Collection entries:
## START

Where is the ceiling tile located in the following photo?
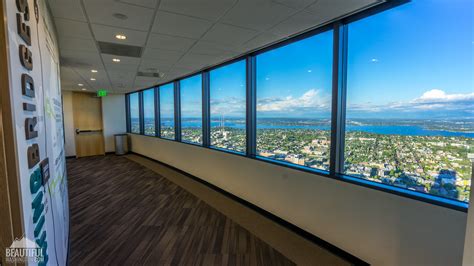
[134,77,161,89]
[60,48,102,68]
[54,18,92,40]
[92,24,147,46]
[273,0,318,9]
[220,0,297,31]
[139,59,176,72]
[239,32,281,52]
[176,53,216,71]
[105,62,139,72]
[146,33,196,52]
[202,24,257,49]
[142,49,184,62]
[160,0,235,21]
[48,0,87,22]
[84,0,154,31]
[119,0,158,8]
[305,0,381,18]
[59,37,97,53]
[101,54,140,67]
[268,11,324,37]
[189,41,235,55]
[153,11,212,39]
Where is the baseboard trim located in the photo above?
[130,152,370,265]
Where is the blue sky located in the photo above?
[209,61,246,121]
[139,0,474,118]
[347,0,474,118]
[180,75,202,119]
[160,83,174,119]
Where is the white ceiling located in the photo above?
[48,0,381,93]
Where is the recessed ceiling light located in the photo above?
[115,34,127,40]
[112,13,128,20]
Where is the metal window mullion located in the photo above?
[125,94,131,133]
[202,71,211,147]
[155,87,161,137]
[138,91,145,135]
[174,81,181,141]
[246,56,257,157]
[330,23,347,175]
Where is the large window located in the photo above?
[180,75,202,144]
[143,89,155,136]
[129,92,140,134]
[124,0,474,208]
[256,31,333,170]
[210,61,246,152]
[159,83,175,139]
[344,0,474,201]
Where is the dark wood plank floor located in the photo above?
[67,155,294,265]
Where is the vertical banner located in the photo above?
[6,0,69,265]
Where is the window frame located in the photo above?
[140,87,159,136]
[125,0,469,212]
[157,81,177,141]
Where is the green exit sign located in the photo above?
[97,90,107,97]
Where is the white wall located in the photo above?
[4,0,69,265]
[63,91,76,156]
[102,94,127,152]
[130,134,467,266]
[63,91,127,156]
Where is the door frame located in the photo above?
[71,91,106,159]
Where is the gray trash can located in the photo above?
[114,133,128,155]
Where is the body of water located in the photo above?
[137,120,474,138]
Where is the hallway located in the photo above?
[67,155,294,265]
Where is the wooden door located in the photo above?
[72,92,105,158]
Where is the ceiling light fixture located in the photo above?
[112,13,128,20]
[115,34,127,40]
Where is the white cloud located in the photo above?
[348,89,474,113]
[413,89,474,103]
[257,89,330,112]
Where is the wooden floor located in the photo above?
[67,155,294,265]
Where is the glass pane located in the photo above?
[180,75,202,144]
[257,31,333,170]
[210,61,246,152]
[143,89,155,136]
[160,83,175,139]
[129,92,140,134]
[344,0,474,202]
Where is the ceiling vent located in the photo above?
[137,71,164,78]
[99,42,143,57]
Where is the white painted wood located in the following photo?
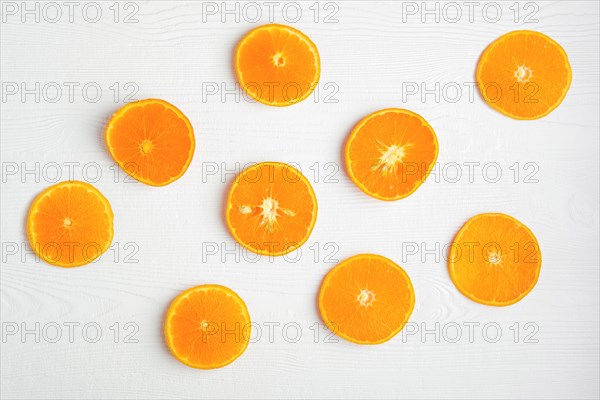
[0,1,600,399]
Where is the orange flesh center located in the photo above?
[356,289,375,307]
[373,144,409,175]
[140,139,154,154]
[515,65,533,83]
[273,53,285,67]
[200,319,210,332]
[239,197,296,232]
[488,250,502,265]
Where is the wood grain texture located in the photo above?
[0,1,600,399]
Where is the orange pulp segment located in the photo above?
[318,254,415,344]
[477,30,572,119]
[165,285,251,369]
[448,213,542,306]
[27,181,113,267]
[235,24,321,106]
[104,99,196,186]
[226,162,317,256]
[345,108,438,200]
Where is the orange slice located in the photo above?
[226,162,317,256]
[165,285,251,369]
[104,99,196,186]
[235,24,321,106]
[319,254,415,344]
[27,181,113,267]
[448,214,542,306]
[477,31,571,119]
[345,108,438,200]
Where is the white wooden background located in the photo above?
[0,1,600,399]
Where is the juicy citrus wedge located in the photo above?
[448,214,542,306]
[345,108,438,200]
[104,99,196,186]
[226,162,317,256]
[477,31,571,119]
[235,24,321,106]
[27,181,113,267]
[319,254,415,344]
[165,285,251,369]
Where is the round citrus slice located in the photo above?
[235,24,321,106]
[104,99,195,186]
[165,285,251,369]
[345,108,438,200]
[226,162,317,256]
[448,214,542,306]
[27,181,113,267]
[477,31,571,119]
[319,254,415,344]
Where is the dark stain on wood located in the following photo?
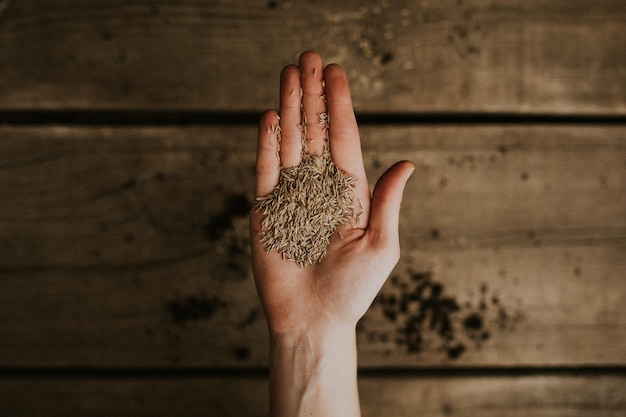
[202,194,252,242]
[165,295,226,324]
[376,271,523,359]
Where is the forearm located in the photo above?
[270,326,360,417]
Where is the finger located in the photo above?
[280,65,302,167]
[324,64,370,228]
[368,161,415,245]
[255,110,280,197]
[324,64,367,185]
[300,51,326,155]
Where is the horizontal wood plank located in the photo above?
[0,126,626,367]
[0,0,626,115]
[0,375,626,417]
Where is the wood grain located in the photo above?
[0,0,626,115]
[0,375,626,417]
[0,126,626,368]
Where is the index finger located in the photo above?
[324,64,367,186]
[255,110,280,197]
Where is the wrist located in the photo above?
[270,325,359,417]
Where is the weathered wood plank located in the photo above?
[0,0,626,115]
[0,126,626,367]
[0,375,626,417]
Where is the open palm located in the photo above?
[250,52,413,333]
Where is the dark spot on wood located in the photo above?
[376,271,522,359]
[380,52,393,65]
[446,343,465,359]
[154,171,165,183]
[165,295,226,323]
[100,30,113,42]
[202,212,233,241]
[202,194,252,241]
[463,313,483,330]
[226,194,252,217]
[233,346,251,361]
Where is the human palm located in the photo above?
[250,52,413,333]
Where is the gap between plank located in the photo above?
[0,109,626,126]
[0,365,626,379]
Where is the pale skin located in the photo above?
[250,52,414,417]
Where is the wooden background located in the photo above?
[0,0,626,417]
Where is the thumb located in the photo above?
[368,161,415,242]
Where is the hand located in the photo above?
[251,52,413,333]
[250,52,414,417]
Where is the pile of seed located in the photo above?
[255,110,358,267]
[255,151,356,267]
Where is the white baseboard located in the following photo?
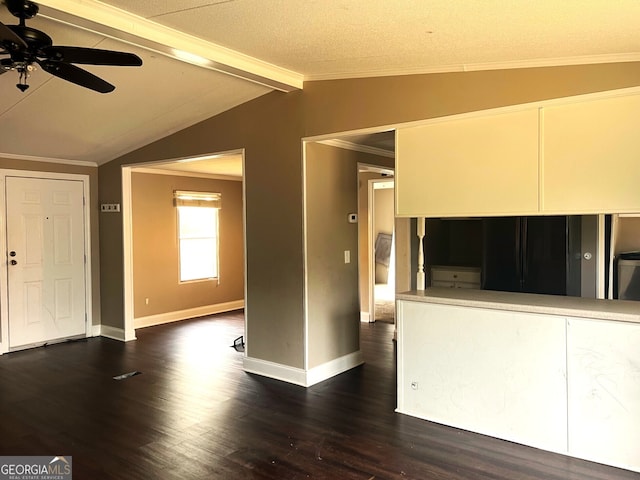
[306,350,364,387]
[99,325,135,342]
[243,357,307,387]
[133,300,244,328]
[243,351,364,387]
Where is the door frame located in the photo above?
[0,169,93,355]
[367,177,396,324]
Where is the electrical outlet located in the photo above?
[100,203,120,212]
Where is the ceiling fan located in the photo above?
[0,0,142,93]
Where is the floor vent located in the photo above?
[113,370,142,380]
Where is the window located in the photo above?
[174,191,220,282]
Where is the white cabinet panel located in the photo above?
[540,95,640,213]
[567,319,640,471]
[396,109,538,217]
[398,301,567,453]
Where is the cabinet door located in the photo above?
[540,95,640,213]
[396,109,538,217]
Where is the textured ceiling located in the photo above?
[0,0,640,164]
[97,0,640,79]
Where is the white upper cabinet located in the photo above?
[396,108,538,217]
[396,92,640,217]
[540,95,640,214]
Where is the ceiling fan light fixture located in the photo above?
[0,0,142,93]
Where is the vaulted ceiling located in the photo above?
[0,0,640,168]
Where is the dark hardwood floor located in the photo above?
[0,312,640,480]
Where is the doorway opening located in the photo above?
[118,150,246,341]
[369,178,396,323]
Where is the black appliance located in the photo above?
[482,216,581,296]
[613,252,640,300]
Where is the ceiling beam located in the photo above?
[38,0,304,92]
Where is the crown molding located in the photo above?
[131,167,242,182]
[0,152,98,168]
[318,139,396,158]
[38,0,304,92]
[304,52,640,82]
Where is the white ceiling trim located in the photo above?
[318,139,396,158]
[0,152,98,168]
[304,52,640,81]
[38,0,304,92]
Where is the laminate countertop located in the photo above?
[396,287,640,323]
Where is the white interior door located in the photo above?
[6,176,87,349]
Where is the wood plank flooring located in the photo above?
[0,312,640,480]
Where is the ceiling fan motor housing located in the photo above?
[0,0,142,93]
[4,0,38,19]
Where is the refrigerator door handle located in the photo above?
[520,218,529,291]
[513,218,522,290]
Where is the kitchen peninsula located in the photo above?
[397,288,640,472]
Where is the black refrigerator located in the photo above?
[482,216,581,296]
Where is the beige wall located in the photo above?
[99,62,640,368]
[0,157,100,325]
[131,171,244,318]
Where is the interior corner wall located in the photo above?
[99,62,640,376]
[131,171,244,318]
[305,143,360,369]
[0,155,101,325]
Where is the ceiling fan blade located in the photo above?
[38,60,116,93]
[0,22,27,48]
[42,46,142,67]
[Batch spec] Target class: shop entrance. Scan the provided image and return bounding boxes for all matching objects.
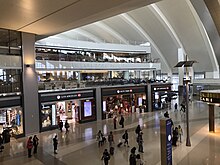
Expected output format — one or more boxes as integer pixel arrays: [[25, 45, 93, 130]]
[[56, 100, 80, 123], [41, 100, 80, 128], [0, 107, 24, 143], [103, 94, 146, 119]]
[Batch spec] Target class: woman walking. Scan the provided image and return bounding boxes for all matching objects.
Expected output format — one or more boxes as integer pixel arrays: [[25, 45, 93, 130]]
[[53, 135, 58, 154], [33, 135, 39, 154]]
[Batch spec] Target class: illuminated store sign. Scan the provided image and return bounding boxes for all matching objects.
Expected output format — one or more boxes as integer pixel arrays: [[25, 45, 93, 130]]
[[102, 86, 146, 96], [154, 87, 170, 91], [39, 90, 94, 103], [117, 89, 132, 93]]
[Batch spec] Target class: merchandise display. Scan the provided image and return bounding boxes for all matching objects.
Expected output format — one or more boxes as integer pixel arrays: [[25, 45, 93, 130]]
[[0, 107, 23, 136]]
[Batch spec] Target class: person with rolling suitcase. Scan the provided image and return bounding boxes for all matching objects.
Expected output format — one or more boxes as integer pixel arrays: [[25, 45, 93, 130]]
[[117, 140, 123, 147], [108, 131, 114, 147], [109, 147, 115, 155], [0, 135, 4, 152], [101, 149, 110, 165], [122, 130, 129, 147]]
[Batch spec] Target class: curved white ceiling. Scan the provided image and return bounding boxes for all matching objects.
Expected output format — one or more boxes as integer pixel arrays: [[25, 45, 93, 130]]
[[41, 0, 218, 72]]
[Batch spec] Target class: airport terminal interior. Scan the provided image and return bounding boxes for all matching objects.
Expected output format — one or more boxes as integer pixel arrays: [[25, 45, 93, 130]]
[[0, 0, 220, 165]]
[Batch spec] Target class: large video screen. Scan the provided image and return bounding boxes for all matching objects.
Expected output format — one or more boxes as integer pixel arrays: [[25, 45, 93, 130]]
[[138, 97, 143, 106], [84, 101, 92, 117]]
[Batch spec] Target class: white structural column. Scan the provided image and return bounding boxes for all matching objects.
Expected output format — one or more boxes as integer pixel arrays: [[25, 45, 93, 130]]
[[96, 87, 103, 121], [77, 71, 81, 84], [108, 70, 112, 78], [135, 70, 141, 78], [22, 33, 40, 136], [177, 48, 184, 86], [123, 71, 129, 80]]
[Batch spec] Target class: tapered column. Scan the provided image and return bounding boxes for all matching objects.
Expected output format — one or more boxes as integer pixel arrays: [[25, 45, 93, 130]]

## END

[GIVEN PROBLEM] Arrange the lines of the listing as a numbered list, starting with the line containing "Where is the wooden background" and continuing through the line containing "[174,191,220,282]", with both of those lines included. Skip blank lines, and omit the pictures from your answer.

[COMPLETED TASK]
1. Where is the wooden background located in the photo above?
2. [0,0,626,417]
3. Where is the thumb located in the photo above?
4. [368,161,415,242]
5. Where is the hand located in the photo above?
6. [251,52,413,333]
7. [250,52,414,417]
8. Where is the pile of seed located in the photo above?
9. [255,110,358,267]
10. [255,151,356,267]
11. Where is the white baseboard located in the following photo?
12. [306,350,364,387]
13. [99,325,135,342]
14. [243,357,307,387]
15. [133,300,244,328]
16. [243,351,364,387]
17. Where is the door frame located in the photo above?
18. [0,169,93,355]
19. [367,177,396,324]
20. Where is the electrical outlet located in the photo above?
21. [100,203,120,212]
22. Where is the ceiling fan located in the photo above?
23. [0,0,142,93]
24. Where is the floor vent located in the photo above?
25. [113,370,142,380]
26. Where is the window located in the photo above?
27. [174,191,220,282]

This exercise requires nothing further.